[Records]
= = =
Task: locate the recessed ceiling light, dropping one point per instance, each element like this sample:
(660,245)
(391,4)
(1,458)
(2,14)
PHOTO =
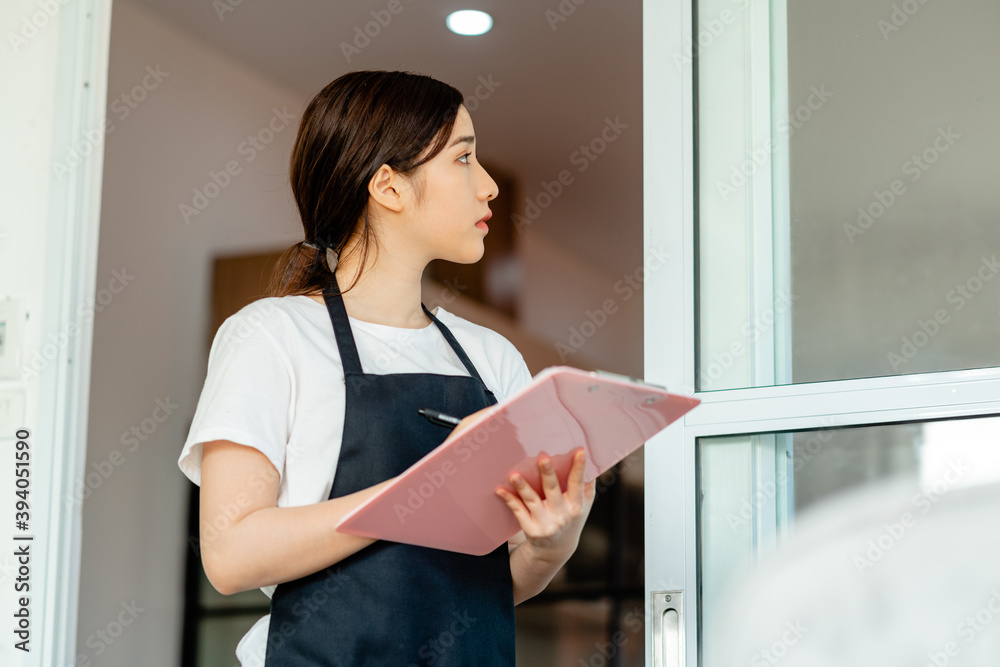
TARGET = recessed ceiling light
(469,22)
= = =
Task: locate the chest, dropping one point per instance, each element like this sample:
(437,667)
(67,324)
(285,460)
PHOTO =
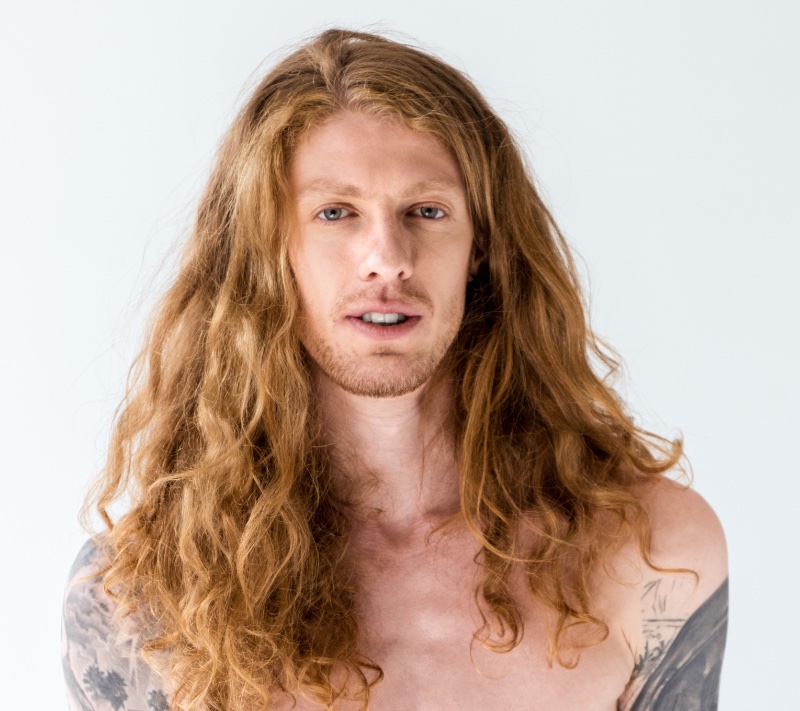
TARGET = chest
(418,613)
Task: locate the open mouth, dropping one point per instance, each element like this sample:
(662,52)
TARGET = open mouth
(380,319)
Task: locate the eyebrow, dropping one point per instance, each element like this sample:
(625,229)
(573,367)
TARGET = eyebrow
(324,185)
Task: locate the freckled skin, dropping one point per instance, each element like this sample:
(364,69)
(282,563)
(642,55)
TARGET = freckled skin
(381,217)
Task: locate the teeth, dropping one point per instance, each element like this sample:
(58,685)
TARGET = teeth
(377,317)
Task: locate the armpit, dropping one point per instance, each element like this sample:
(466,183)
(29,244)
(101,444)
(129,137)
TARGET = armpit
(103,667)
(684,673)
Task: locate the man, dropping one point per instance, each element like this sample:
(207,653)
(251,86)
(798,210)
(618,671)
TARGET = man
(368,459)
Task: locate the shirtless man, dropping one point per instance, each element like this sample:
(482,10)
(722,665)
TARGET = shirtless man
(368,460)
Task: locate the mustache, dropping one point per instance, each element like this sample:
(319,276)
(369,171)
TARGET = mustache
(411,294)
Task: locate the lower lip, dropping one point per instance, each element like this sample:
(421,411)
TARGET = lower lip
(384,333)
= = =
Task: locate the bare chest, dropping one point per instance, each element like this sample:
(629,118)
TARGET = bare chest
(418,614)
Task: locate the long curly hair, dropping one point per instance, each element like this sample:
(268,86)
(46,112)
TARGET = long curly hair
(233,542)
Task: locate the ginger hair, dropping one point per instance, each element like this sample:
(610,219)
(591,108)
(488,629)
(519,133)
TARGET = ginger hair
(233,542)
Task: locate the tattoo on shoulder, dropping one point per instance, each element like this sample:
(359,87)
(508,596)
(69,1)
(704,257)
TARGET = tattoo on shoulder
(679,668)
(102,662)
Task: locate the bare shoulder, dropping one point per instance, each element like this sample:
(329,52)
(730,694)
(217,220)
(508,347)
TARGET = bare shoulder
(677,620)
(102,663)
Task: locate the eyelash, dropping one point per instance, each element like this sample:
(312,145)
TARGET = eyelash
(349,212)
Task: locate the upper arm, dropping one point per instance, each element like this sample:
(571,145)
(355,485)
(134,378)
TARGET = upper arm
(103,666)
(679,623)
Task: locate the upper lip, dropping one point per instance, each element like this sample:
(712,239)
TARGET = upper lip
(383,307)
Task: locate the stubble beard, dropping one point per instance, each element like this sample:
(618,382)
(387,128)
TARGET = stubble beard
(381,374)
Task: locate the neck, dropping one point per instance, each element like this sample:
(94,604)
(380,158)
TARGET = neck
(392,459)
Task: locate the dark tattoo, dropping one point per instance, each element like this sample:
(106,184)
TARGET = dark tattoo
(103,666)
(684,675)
= = =
Gather every line of the material above that contains the string "skin", treating uppercase and lowercase as different.

Solved problem:
Task: locate the freckled skin, dropping one point per instance, each element like this sample:
TARGET = freckled skin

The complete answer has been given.